Çıkarılan metin =
Kıbrıs Türk Halkı'na hizmet etmek, Türkiye ya da bir başka ülkenin, merkezin ya da makamın iznine tabi değildir ve olmayacaktır. Kıbrıs Türk Halkı'nın iradesinin demokratik biçimde ortaya çıkmasına hiçbir odak engel olamaz.

Halkımızın demokratik iradesini hiçbir odak rehin alamaz, yok sayamaz ve değersizmiş gibi davranamaz. Biz bu konudaki irademizi geçmişte de kanıtladığımız gibi her an ve her koşulda yeniden kanıtlayacak durumdayız.”

 

“UBP, bu ülkeyi kendi iradesiyle yönetmeye mi yoksa emir alıp uygulayan bir tutumla hareket etmeye mi talip olduğuna da karar vermek zorundadır.”

“UBP kendi kendini yönetmekten aciz bir durumdadır. Kendi iradesini yok saymayı alışkanlık haline getirmiştir. Kendi değerlerini yok sayan, kendi kendini yönetmeyi beceremeyen bir partinin bu ülkeye bugün verebileceği hiçbir şey yoktur ve olamaz. Dahası, verdiği hiçbir sözü tutma zorunluluğu hissetmeyen böyle bir partinin "siyasi parti" olarak anılması da her gün biraz daha zorlaşmaktadır. Bir başka röportajda "UBP'nin ciddi bir arınmaya ihtiyacı var" demiştim. Buna tepki gösterenler olmuştu. Ancak zaman beni fazlasıyla haklı çıkardı.

Görev 1 = Çıkarılan metinden “Kıbrıs Türk Halkı'na” sözleriyle başlayıp “odak engel olamaz.” sözlerine kadar süren bölümü aynen çıkarın.
Görev 2 = Çıkarılan metne göre, bir başka röportajda UBP hakkında ne söylenmişti?
Görev 3 = Çıkarılan metinde Kıbrıs Türk Halkı'na hizmet etmenin iznine tabi olmadığı belirtilen her şeyi lütfen sıralayın.
Sonraki verilerin çıkarılan metinle hiçbir ilgisi yoktur.

Verilen veriler =
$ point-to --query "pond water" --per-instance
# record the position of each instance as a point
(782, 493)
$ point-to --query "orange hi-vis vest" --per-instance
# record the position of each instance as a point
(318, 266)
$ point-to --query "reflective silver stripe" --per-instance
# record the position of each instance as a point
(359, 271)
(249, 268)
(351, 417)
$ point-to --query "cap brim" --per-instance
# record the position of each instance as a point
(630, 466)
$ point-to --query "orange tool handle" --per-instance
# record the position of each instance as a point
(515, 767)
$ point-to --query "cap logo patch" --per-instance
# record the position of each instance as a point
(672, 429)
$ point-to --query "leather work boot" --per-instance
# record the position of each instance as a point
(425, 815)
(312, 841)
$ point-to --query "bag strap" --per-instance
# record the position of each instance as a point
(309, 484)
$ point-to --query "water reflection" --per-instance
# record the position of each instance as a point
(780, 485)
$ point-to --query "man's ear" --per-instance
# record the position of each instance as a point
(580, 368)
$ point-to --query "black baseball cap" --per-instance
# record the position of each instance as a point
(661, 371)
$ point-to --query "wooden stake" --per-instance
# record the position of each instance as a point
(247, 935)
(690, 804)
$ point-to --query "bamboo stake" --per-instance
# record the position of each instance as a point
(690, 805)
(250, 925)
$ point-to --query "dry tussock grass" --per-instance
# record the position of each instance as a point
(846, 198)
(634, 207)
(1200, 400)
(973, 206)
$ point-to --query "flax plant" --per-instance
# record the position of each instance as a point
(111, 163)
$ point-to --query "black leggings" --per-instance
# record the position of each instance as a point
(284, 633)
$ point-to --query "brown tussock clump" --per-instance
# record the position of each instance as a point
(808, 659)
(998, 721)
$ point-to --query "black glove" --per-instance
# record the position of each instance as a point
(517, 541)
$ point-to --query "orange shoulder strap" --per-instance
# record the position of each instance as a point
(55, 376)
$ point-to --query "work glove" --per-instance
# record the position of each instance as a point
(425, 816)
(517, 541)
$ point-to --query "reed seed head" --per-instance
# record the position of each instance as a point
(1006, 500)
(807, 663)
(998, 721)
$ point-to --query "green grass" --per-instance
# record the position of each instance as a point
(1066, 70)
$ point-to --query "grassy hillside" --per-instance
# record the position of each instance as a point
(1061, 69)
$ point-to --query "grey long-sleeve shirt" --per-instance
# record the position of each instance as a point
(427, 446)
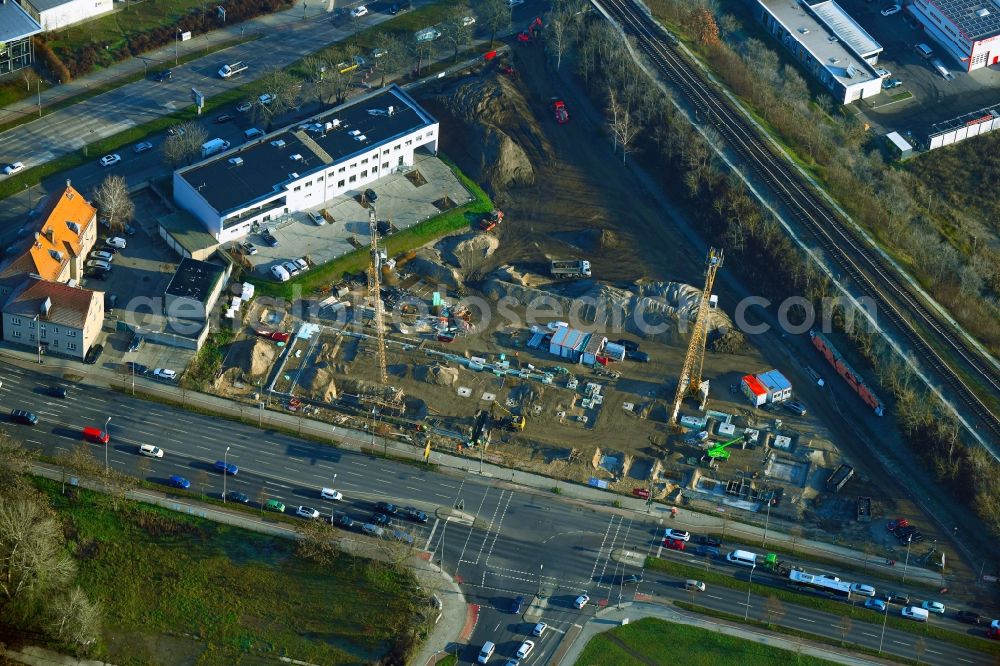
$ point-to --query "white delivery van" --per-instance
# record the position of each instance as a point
(742, 557)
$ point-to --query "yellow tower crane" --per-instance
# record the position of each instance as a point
(374, 292)
(690, 382)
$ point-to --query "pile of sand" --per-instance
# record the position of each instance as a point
(439, 375)
(468, 251)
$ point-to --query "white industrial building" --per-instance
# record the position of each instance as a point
(835, 49)
(297, 168)
(56, 14)
(969, 30)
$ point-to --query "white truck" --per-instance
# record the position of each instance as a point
(213, 146)
(571, 268)
(233, 69)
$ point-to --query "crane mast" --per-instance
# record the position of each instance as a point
(375, 293)
(690, 382)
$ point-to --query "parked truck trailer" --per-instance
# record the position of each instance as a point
(571, 268)
(853, 379)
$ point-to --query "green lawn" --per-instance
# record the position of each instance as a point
(160, 575)
(652, 641)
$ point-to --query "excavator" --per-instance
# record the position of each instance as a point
(719, 452)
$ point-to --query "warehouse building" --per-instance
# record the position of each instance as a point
(969, 30)
(832, 46)
(340, 151)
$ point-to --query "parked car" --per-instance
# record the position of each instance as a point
(876, 605)
(933, 607)
(227, 468)
(23, 416)
(93, 354)
(411, 513)
(178, 481)
(150, 451)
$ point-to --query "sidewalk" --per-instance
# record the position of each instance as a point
(632, 507)
(611, 617)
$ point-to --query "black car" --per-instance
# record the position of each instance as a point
(629, 345)
(93, 354)
(415, 515)
(236, 496)
(136, 368)
(23, 416)
(969, 617)
(380, 519)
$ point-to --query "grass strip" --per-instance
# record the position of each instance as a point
(241, 594)
(647, 640)
(823, 604)
(788, 631)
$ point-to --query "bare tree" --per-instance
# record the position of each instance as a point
(33, 560)
(183, 144)
(73, 618)
(114, 202)
(495, 15)
(457, 30)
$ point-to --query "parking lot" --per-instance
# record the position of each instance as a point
(934, 98)
(139, 275)
(400, 202)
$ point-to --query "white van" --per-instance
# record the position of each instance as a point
(742, 557)
(488, 649)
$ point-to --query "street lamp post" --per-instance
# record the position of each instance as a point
(746, 615)
(107, 444)
(225, 473)
(906, 563)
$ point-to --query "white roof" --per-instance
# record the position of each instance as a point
(846, 28)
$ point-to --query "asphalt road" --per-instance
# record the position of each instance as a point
(538, 546)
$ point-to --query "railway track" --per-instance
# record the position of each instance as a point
(914, 321)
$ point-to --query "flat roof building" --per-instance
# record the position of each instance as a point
(969, 30)
(16, 29)
(835, 49)
(300, 167)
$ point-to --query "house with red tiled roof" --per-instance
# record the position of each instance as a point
(59, 248)
(52, 316)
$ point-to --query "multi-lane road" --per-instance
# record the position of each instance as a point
(523, 543)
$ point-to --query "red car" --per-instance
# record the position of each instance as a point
(559, 109)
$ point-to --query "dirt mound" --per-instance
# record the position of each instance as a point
(468, 251)
(589, 240)
(503, 140)
(429, 264)
(439, 375)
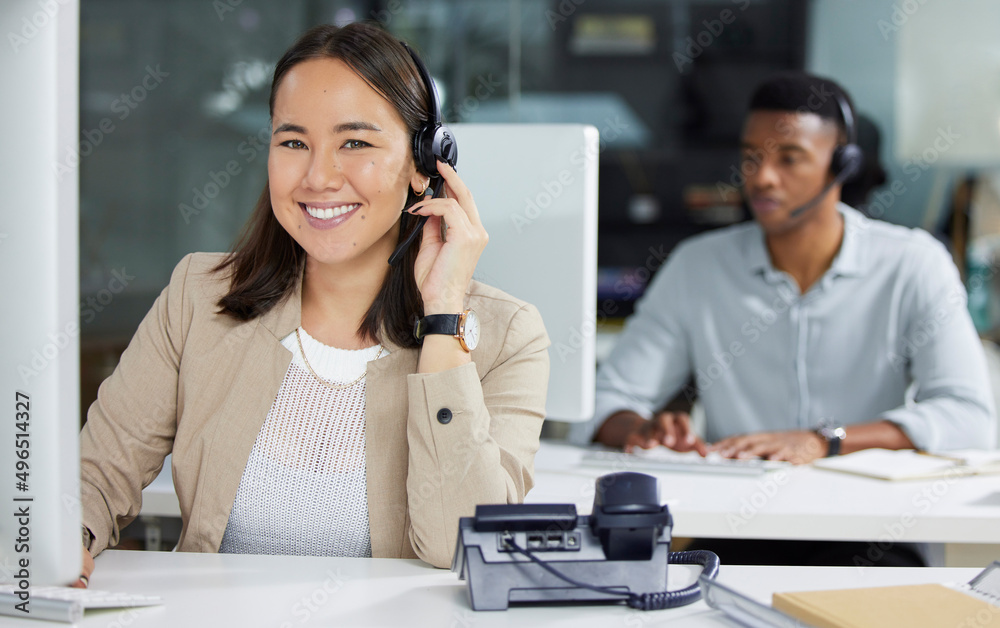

Yanıt 1 =
Kıbrıs Türk Halkı'na hizmet etmek, Türkiye ya da bir başka ülkenin, merkezin ya da makamın iznine tabi değildir ve olmayacaktır. Kıbrıs Türk Halkı'nın iradesinin demokratik biçimde ortaya çıkmasına hiçbir odak engel olamaz.

Yanıt 2 = "UBP'nin ciddi bir arınmaya ihtiyacı var" denmişti.

Yanıt 3 = Türkiye, bir başka ülke, merkez, makam